■ Excerpted data ■
- - - - - - -
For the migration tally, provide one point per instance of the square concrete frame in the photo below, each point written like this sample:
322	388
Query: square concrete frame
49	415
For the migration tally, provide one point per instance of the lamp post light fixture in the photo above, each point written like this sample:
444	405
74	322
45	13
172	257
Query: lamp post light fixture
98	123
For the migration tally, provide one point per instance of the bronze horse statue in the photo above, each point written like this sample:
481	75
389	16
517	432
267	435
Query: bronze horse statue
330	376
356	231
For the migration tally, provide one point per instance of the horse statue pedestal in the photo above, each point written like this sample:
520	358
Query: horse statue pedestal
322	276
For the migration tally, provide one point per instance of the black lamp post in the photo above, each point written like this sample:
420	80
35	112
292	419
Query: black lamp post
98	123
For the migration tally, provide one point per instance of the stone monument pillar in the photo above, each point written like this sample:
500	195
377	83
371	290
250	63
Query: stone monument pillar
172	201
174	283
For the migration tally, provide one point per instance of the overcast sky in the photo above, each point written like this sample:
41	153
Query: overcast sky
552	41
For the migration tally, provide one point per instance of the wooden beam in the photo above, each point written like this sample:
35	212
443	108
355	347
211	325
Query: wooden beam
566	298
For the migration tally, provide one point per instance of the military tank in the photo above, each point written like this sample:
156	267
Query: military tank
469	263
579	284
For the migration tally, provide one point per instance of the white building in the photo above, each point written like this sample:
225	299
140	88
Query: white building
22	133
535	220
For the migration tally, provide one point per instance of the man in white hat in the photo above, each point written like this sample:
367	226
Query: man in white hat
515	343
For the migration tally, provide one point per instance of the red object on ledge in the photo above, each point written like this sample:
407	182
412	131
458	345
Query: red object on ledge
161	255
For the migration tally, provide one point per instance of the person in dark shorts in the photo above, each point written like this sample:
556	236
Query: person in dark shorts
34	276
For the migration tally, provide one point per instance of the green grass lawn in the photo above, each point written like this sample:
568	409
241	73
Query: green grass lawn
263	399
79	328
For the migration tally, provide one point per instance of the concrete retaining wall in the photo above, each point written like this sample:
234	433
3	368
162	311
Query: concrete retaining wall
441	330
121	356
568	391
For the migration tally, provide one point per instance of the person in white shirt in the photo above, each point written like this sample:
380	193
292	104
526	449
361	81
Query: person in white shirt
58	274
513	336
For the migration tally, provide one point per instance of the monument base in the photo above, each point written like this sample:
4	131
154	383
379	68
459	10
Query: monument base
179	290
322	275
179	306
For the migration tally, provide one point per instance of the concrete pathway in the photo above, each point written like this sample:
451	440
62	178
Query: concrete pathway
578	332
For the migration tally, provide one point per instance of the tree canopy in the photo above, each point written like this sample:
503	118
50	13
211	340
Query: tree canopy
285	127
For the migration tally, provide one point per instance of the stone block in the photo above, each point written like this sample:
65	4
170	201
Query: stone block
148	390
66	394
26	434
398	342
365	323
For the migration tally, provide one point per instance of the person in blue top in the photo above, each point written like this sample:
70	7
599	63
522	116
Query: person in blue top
- - - - - - -
■ Aim of the exercise ■
Using the entries above, copy out all lines that contain the string "blue".

■ Reply ■
For the migration tally, provide one point per instance of the person in blue top in the photo above, each point written like this sample:
Query: person in blue top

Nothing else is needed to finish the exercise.